» **Records from a data source**
= = = =

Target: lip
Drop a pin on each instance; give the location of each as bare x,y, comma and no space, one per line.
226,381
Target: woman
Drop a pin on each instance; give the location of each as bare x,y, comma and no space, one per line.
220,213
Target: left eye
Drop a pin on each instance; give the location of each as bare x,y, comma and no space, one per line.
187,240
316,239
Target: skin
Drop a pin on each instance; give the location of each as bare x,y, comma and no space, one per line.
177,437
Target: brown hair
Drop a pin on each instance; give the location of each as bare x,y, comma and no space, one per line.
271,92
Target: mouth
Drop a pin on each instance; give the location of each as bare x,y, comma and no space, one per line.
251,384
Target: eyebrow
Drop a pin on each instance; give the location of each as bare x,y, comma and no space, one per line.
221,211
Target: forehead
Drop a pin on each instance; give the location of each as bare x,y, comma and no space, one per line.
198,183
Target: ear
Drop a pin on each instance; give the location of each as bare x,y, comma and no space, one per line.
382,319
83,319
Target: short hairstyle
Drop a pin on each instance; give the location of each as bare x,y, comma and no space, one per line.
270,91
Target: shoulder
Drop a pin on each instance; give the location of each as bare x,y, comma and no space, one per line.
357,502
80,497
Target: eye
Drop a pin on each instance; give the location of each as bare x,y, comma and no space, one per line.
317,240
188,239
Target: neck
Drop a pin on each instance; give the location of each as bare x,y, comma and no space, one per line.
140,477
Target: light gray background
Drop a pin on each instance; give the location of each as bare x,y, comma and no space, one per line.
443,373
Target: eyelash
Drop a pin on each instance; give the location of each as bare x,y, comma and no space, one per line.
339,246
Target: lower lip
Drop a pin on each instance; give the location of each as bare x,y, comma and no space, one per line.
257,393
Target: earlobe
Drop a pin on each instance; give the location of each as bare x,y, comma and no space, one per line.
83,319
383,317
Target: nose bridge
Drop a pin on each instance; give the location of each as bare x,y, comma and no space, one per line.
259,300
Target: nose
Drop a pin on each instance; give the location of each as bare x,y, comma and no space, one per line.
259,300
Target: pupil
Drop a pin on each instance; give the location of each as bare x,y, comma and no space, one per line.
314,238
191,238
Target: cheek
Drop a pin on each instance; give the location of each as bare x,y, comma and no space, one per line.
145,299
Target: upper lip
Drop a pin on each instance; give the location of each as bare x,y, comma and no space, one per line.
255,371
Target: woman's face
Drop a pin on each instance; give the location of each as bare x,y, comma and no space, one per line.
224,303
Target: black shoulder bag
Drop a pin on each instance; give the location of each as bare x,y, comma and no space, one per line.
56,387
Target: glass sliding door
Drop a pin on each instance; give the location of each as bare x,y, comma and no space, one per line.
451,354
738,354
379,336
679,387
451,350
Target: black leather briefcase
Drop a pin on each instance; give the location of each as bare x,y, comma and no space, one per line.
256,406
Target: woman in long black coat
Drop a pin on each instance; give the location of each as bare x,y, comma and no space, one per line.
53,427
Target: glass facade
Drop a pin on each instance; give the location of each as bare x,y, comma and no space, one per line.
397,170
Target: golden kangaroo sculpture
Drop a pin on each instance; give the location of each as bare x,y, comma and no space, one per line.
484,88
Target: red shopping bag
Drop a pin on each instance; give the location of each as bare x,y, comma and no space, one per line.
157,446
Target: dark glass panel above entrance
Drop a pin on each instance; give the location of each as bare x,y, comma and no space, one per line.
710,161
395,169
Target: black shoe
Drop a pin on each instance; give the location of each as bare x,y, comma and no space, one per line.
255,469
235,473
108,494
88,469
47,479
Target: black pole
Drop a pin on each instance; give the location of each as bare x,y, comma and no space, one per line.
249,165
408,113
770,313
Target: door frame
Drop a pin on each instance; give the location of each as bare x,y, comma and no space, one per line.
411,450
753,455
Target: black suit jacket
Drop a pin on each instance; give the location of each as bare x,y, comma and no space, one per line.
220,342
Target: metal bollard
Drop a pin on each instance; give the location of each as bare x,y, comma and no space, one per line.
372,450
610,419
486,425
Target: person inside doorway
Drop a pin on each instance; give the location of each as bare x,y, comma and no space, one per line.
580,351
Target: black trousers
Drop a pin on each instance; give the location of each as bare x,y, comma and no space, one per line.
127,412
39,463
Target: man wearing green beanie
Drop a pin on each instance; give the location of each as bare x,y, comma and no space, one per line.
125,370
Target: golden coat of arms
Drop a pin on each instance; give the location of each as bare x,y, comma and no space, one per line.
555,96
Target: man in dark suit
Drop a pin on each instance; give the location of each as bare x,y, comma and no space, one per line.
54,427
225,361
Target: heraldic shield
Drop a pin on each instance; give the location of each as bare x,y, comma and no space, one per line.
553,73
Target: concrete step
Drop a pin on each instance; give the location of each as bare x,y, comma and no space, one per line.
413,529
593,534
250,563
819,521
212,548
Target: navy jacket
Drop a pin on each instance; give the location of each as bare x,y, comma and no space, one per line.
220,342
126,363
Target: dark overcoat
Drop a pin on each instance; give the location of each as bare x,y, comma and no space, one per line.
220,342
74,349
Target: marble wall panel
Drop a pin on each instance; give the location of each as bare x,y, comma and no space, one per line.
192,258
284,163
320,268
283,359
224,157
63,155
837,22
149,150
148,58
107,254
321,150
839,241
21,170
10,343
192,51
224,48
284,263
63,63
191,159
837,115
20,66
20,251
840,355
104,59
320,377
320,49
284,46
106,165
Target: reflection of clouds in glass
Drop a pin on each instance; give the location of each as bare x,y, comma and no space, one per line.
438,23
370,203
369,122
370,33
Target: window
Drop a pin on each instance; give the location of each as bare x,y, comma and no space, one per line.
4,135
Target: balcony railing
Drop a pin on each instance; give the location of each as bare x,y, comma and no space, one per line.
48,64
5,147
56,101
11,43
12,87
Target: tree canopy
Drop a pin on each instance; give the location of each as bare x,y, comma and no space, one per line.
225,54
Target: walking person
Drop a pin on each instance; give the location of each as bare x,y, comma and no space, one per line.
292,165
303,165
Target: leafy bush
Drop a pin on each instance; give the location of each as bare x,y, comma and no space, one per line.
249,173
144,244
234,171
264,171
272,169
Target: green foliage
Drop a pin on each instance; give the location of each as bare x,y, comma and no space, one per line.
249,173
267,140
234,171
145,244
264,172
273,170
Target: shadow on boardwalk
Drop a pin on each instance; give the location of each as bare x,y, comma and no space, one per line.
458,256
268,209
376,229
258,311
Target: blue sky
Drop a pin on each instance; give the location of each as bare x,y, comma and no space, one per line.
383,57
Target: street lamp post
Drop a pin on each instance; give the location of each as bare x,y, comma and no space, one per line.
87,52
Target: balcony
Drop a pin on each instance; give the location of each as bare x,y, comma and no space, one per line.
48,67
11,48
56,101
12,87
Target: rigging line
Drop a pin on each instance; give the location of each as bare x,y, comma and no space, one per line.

= = = =

» **STATED EXERCISE**
Render the rows above as a Markdown table with the columns Row Number and Line, one line per table row, skipping any blank lines.

» **ANSWER TO THIS EXERCISE**
| Row Number | Line |
|---|---|
| 1 | Target: lip |
| 2 | Drop a pin on each instance; give the location of each as bare x,y, comma and no space, one per line. |
| 3 | 226,381 |
| 4 | Target: woman |
| 5 | Drop a pin on each instance; give the location of each as bare x,y, comma and no space, one per line. |
| 6 | 220,213 |
| 7 | Target: left eye |
| 8 | Drop a pin on each instance; give the location of each as bare x,y, comma and no space, one per line. |
| 9 | 187,240 |
| 10 | 316,239 |
| 11 | Target: skin |
| 12 | Drop a pin on each instance; give the location of each as bare x,y, comma and no space, one per line. |
| 13 | 177,437 |
| 14 | Target: brown hair |
| 15 | Drop a pin on each instance; give the location of each as bare x,y, comma and no space, one per line. |
| 16 | 271,92 |
| 17 | Target: mouth |
| 18 | Drop a pin on each instance; give the location of each as bare x,y, comma and no space, one per line. |
| 19 | 251,384 |
| 20 | Target: eyebrow |
| 21 | Drop a pin on each instance; give the location of each as bare x,y, comma and no space, one per line. |
| 22 | 221,211 |
| 23 | Target: forehead |
| 24 | Drop a pin on each instance; give the location of each as bare x,y, comma and no space, one per line. |
| 25 | 198,183 |
| 26 | Target: ear |
| 27 | Drop a pin on each instance; give the location of each as bare x,y, comma and no space, one per line. |
| 28 | 382,319 |
| 29 | 83,319 |
| 30 | Target: short hairstyle |
| 31 | Drop a pin on each instance; give the location of each as bare x,y, comma and no space, one per line. |
| 32 | 270,91 |
| 33 | Target: shoulder |
| 34 | Drop a pin on each instance; give the location of each as bare x,y, comma and no space, one per line. |
| 35 | 357,502 |
| 36 | 80,497 |
| 37 | Target: eye |
| 38 | Drop a pin on each instance; give the location of each as bare x,y, comma and no space, one per line. |
| 39 | 317,240 |
| 40 | 188,239 |
| 41 | Target: neck |
| 42 | Drop a pin on each instance; give the location of each as bare x,y, comma and no space, one per line. |
| 43 | 140,477 |
| 44 | Target: light gray background |
| 45 | Drop a pin on each instance; give the location of each as bare x,y, comma and no space, one per line. |
| 46 | 443,373 |
| 47 | Target: eyelash |
| 48 | Drop a pin on each instance; give the location of each as bare x,y, comma and no space, one per line. |
| 49 | 339,246 |
| 50 | Target: lower lip |
| 51 | Drop a pin on each instance; give the location of each as bare x,y, comma and no space, one per line. |
| 52 | 257,393 |
| 53 | Target: earlobe |
| 54 | Drop a pin on each instance; give the location of each as bare x,y, comma and no space, one per line. |
| 55 | 83,319 |
| 56 | 383,317 |
| 57 | Target: nose bridge |
| 58 | Drop a pin on each instance; give the location of each as bare x,y, comma and no space, one per line. |
| 59 | 259,300 |
| 60 | Target: nose |
| 61 | Drop a pin on each instance; give the location of each as bare x,y, comma and no space, one per line. |
| 62 | 259,300 |
| 63 | Target: pupil |
| 64 | Drop a pin on each instance; give the location of each as bare x,y, comma and no space, one per line. |
| 65 | 314,238 |
| 66 | 191,238 |
| 67 | Target: cheek |
| 68 | Drop a pin on each instance; give the location of each as bare x,y, comma and no space, one per line. |
| 69 | 145,299 |
| 70 | Target: upper lip |
| 71 | Drop a pin on each instance; give the location of each as bare x,y, comma and no space, one per line. |
| 72 | 255,371 |
| 73 | Target: woman's face |
| 74 | Drop a pin on each instance; give the location of each as bare x,y, comma and no space, one per line. |
| 75 | 224,303 |
| 76 | Target: black shoulder bag |
| 77 | Drop a pin on each instance; give the location of each as bare x,y, comma and no space, one per line. |
| 78 | 56,387 |
| 79 | Target: glass sliding door |
| 80 | Drop a pin on each instance; give the location of each as bare x,y, comma and no space, one per line. |
| 81 | 451,354 |
| 82 | 738,354 |
| 83 | 379,336 |
| 84 | 679,387 |
| 85 | 451,350 |
| 86 | Target: black leather briefcase |
| 87 | Drop a pin on each instance; give the location of each as bare x,y, comma and no space, one per line. |
| 88 | 256,406 |
| 89 | Target: woman in long black coat |
| 90 | Drop a pin on each instance; give the location of each as bare x,y, comma and no space, one per line. |
| 91 | 53,427 |
| 92 | Target: glass facade |
| 93 | Drop a pin on each instance; give the location of each as bare x,y, comma and no space, one per line. |
| 94 | 397,170 |
| 95 | Target: golden kangaroo sculpture |
| 96 | Drop a pin on each instance; give the location of each as bare x,y, comma and no space, one per line. |
| 97 | 484,88 |
| 98 | Target: red shopping bag |
| 99 | Drop a pin on each instance; give the location of each as bare x,y, comma and no space, one per line. |
| 100 | 157,446 |
| 101 | Target: dark glass panel above entrance |
| 102 | Drop a pin on each instance; give the location of each as bare x,y, comma and no space, one per line. |
| 103 | 710,161 |
| 104 | 395,169 |
| 105 | Target: black shoe |
| 106 | Drop a pin on each instance; give the location of each as bare x,y, comma and no space, one per line. |
| 107 | 255,469 |
| 108 | 235,473 |
| 109 | 108,494 |
| 110 | 88,469 |
| 111 | 47,479 |
| 112 | Target: black pole |
| 113 | Drop a pin on each instance; give the location of each as bare x,y, comma and no space, one per line. |
| 114 | 249,165 |
| 115 | 408,113 |
| 116 | 770,313 |
| 117 | Target: door frame |
| 118 | Drop a pin on each instance; give the location of each as bare x,y, comma and no space, one per line. |
| 119 | 411,450 |
| 120 | 753,455 |
| 121 | Target: black suit jacket |
| 122 | Drop a pin on each instance; give the location of each as bare x,y, comma and no space, one per line. |
| 123 | 220,342 |
| 124 | Target: metal bollard |
| 125 | Drop a pin on each instance; give the location of each as bare x,y, comma and no space, one per line. |
| 126 | 372,450 |
| 127 | 610,419 |
| 128 | 486,425 |
| 129 | Target: person inside doorway |
| 130 | Drop a pin on each instance; give the location of each as bare x,y, comma and no space, one per line. |
| 131 | 580,351 |
| 132 | Target: black trousers |
| 133 | Drop a pin on each instance; give the location of each as bare x,y, comma and no space, one per line. |
| 134 | 127,412 |
| 135 | 39,463 |
| 136 | Target: man wearing green beanie |
| 137 | Drop a pin on each instance; give the location of each as bare x,y, comma and no space, one per line. |
| 138 | 125,370 |
| 139 | Target: golden coat of arms |
| 140 | Drop a pin on each instance; give the location of each as bare x,y, comma and no space, one per line. |
| 141 | 555,96 |
| 142 | Target: man in dark suit |
| 143 | Drop a pin on each instance; give the location of each as bare x,y, comma and no space, one per line. |
| 144 | 54,427 |
| 145 | 225,361 |
| 146 | Target: heraldic shield |
| 147 | Drop a pin on each instance; give the location of each as bare x,y, comma and no space, one per line. |
| 148 | 553,73 |
| 149 | Target: concrete step |
| 150 | Drop a pin on each instance; give the location of each as bare x,y, comma and no space, one per line. |
| 151 | 413,529 |
| 152 | 593,534 |
| 153 | 250,563 |
| 154 | 819,521 |
| 155 | 212,548 |
| 156 | Target: navy jacket |
| 157 | Drop a pin on each instance; give the location of each as bare x,y, comma and no space, one per line. |
| 158 | 220,342 |
| 159 | 126,363 |
| 160 | Target: dark overcoat |
| 161 | Drop a pin on each instance; give the location of each as bare x,y, comma and no space, one per line. |
| 162 | 220,342 |
| 163 | 74,349 |
| 164 | Target: marble wall panel |
| 165 | Drop a pin on each instance; give the location of each as bare x,y, comma and no space, one per line. |
| 166 | 192,258 |
| 167 | 284,163 |
| 168 | 320,268 |
| 169 | 283,359 |
| 170 | 224,157 |
| 171 | 63,155 |
| 172 | 837,22 |
| 173 | 149,150 |
| 174 | 148,58 |
| 175 | 107,254 |
| 176 | 321,150 |
| 177 | 839,241 |
| 178 | 21,170 |
| 179 | 10,343 |
| 180 | 192,51 |
| 181 | 224,48 |
| 182 | 284,263 |
| 183 | 63,63 |
| 184 | 191,159 |
| 185 | 837,115 |
| 186 | 20,66 |
| 187 | 20,251 |
| 188 | 840,355 |
| 189 | 104,59 |
| 190 | 320,377 |
| 191 | 320,49 |
| 192 | 284,46 |
| 193 | 106,165 |
| 194 | Target: reflection of clouds in glass |
| 195 | Drop a pin on each instance; give the location of each as bare x,y, comma and no space, one per line. |
| 196 | 438,23 |
| 197 | 370,203 |
| 198 | 369,122 |
| 199 | 370,33 |
| 200 | Target: window |
| 201 | Drop a pin on each instance; give the location of each as bare x,y, comma and no space, one per line. |
| 202 | 4,135 |
| 203 | Target: balcony railing |
| 204 | Drop a pin on each instance; give the location of each as bare x,y, comma and no space, one per line. |
| 205 | 48,64 |
| 206 | 5,147 |
| 207 | 56,101 |
| 208 | 11,43 |
| 209 | 12,87 |
| 210 | Target: tree canopy |
| 211 | Drop a pin on each instance; give the location of each as bare x,y, comma and no space, one per line. |
| 212 | 225,54 |
| 213 | Target: walking person |
| 214 | Drop a pin on each instance; give the location of each as bare x,y, comma and no space, one per line. |
| 215 | 292,165 |
| 216 | 303,165 |
| 217 | Target: leafy bush |
| 218 | Drop a pin on each instance; give the location of each as bare x,y, comma and no space, one per line. |
| 219 | 249,173 |
| 220 | 144,244 |
| 221 | 234,171 |
| 222 | 264,171 |
| 223 | 272,169 |
| 224 | Target: green foliage |
| 225 | Drop a pin on each instance; give the location of each as bare x,y, comma and no space, one per line. |
| 226 | 249,173 |
| 227 | 267,140 |
| 228 | 234,171 |
| 229 | 145,244 |
| 230 | 264,172 |
| 231 | 273,170 |
| 232 | Target: shadow on boardwalk |
| 233 | Drop a pin on each instance; give the location of each as bare x,y, comma and no space, one per line. |
| 234 | 458,256 |
| 235 | 268,209 |
| 236 | 376,229 |
| 237 | 258,311 |
| 238 | Target: blue sky |
| 239 | Drop a pin on each instance; give the location of each as bare x,y, comma and no space, one per line. |
| 240 | 383,57 |
| 241 | Target: street lamp post |
| 242 | Drop a pin on each instance; give the location of each as bare x,y, comma and no space, one per line. |
| 243 | 87,52 |
| 244 | Target: balcony |
| 245 | Drop a pin on each instance; give the location of each as bare x,y, comma and no space, one per line. |
| 246 | 48,67 |
| 247 | 11,48 |
| 248 | 56,101 |
| 249 | 12,87 |
| 250 | Target: rigging line |
| 251 | Drop a pin on each instance; give the location of each as bare x,y, comma and no space, one per line. |